Given exercise A: In the forum thread on polishers, where did Walesy. get the Mille?
Given exercise B: Pull out every line of the listing that contains the word "base".

Extract:
■ ■ ■ ■ ■ ■ ■
Me? I use them all, I teach them all in my classes but for most jobs I grab the Supa BEAST.


The BEST thing you could do is find a way to use one of each, use the RUPES, use the Makita and use one of the corded BEASTS and this will tell you which one you like best.


----------



## NickA (Jun 15, 2008)

Walesy. said:


> Will be honest Nick, the DAS6 put me off reaching for the polisher, it really did. So in my mind, if I had a significant outlay, I would turn to it and enjoy it more (well, I have been out of action for 2 months due to a knee issue...2020 can do one).
> I understand where you are coming from with the pads etc. But the kits you can get from these guys, are great value. Give them a call
> https://www.powertoolsalesuk.com/pr...lle-gear-driven-dual-action-polisher-stn-kit/


Yeah I already had a butchers at their website a while ago as they seem to be the cheapest around for the Mille. Did you just order the machine or did you go standard or deluxe?

I actually phoned them a while ago to enquire if there were any further discounts to be had but they weren't playing ball lol unless you know otherwise? 

I think the good thing for me is that if I go down the Mille route then I can offset the cost by most probably selling the Vertool and the Rupes rotary (I'd still have my Shinemate EP803 for the intricate stuff)

Have you tried anything other than the Rupes pads with yours? (I have loads of Hex logic and Flexipads which I'd still like to use)


----------



## Walesy. (Oct 1, 2009)

I never got th Mille from them mate, I got it from Bartons chemicals. However, I did buy a LHR15 MK111 from them, standard model and they gave me a load more pads in the pack too. They were reasonable to deal with. The LHR15 btw, was for a mate who then changed his mind about it...I kept it. 

The pads, Ghosty on here, used the Mille with Hex logic pads and Koch chemie h9 for his trade cars and it was his go to combo....I have a couple of hex pads, which I will try with it actually. But, I believe the pads for the Mille (and the new DA range inculsive) are designed to get heat away from the panel. 

I bought a Liquid elements for the intricate stuff from IO Detail. 

All going well, I will be getting a decent winter prep on both cars in the next 4 weeks and give me a chance to play more (on annual leave soon) Having had knee issues and plantar fasciitis occurrences, my activity has ben limited this year.


----------



## ad_182_uk (Mar 2, 2014)

Do the new DA coarse and fine compounds (blue and yellow) work with the mille? Or should you really just stick to the mille specific compounds. 

Reason i ask is, you may have the new da compounds which are fine with duetto / mini / ibrid etc so would be nice if the worked with the mille too


----------
■ ■ ■ ■ ■ ■ ■
Data items:
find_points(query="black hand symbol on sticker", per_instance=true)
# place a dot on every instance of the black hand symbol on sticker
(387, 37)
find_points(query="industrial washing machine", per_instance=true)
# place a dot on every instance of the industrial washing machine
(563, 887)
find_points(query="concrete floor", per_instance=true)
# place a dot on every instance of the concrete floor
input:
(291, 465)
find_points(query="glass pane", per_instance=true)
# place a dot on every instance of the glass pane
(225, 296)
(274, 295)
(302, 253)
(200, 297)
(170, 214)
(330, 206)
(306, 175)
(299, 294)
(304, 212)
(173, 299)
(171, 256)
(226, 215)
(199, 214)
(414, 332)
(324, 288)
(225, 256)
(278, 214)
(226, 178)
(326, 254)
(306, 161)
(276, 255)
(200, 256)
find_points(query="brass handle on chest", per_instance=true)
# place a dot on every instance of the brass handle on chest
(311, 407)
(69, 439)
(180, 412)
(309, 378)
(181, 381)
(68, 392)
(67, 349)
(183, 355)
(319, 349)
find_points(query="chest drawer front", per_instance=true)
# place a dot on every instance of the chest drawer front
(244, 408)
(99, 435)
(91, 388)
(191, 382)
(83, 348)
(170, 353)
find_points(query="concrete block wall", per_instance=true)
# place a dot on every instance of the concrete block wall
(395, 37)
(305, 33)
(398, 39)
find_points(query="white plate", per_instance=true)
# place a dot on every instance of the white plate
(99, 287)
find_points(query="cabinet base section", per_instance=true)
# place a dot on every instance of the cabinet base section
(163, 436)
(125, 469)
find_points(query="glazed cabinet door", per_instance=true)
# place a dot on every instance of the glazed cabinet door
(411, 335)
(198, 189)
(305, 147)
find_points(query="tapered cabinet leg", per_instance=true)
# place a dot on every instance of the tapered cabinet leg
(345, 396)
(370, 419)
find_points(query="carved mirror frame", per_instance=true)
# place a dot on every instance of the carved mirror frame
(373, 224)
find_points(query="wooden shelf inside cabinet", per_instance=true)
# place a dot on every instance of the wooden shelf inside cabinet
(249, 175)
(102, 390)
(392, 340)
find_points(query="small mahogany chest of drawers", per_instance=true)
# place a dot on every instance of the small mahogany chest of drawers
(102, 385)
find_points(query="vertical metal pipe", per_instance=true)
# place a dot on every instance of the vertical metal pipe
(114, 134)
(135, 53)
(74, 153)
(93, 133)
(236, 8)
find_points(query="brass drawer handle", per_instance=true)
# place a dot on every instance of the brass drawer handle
■ ■ ■ ■ ■ ■ ■
Complete response A: From Bartons chemicals.

Complete response B:
find_points(query="cabinet base section", per_instance=true)
# place a dot on every instance of the cabinet base section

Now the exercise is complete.